Problems to solve:
1. In the boat-launch passage, who started the winch that pulled the Elita's cradle down the slope?
2. Write a continuation of the boat-launch passage, picking up after its final sentence.

-------- Page extract --------

After all the speechifying, Kirsten Gannon smashed a perfectly good bottle of champagne on the bow, and Ross's long-time partner, Nat Benjamin, started up the winch that pulled the cradle bearing the Elita down the gentle slope and into the Atlantic. At the very end of this short journey, just before she floated free, Nat ran out of railway. As if Elita wasn't quite ready yet for her new role as a vessel afloat, she stubbornly held fast to her land-bound cradle. But it was her time to go, so with some clever and persistent genuflections of rail car and auxiliary diesel power, Elita gave up her grasp of the cradle and her land-side ways and slid out into the harbor. The crowd hooted and hollered, and someone fired off a cannon, which in turn triggered a chorus of barking dogs who woke up at least three dozing babies.

-------- Entries shown --------

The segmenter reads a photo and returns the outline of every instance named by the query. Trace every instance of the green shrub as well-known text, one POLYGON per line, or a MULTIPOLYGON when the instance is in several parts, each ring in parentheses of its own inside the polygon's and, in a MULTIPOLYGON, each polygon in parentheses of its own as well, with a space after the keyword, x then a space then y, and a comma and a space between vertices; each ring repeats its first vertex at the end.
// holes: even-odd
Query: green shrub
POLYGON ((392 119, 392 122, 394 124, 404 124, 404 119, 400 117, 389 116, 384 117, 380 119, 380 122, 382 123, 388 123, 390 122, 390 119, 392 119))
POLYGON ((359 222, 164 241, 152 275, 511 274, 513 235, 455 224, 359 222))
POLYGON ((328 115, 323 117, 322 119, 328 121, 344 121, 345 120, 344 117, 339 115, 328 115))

--------
-------- Entries shown --------

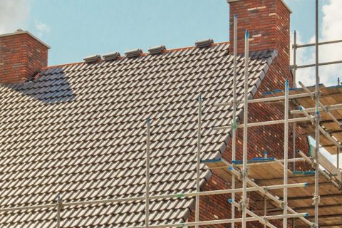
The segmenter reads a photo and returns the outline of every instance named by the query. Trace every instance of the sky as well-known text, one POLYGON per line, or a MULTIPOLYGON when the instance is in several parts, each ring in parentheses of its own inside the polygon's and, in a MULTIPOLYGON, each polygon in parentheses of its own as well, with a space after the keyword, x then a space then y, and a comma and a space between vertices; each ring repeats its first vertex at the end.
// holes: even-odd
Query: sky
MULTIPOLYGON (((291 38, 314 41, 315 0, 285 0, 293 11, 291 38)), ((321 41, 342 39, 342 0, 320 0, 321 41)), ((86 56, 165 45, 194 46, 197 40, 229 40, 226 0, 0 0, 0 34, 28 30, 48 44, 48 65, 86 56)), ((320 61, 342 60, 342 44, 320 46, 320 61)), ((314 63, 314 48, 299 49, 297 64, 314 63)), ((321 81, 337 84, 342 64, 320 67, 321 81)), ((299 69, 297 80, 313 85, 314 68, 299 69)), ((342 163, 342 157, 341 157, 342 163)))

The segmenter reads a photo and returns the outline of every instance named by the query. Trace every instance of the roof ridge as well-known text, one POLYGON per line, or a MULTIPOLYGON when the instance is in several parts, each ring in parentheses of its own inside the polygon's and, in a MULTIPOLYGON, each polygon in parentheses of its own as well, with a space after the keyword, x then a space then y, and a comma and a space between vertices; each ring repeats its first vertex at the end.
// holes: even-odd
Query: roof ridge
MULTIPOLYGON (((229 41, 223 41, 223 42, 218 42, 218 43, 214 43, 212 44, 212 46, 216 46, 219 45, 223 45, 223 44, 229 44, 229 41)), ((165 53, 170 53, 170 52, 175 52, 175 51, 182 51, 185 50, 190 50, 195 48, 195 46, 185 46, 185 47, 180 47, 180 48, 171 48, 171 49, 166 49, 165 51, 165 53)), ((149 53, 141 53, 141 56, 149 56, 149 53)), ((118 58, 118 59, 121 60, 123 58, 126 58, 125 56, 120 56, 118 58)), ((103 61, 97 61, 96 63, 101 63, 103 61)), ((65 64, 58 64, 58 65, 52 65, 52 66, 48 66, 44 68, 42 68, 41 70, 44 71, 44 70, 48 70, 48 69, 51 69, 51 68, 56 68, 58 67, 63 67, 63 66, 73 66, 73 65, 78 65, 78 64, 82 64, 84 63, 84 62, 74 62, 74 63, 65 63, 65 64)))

--------
-------- Entries shown --------

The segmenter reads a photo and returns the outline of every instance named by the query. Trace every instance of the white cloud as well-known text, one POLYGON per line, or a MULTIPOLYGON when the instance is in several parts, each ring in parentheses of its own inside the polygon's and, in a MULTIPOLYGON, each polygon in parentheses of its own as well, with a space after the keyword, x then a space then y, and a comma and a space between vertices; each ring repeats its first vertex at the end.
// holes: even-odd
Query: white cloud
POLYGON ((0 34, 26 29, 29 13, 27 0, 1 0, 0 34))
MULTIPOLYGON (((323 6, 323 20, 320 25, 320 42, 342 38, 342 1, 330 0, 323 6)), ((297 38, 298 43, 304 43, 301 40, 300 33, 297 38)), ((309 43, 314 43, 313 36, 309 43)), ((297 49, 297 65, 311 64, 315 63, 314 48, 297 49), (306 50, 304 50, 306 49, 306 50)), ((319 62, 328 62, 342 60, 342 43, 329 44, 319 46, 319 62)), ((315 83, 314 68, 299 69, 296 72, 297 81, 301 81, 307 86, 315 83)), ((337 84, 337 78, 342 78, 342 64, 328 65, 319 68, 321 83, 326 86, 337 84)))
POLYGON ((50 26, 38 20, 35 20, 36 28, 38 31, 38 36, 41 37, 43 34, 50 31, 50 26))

--------

The answers:
1. Nat Benjamin, Ross's long-time partner.

2.
Elita looked magnificent with her glossy white topsides and varnished teak caprails, floating very close to her marks as she powered away. She is still lacking rig, sails, and a few other things, but every boat is a work in progress during its entire life span. Elita will be a head-turner in any harbor, and she will provide safe and comfortable passage for her deserving owners for years to come. Congratulations to the Gannon family.
Length: 45 feet on deck
Beam: 12 feet
Draft: 6 feet
Power: Perkins diesel 65 hp.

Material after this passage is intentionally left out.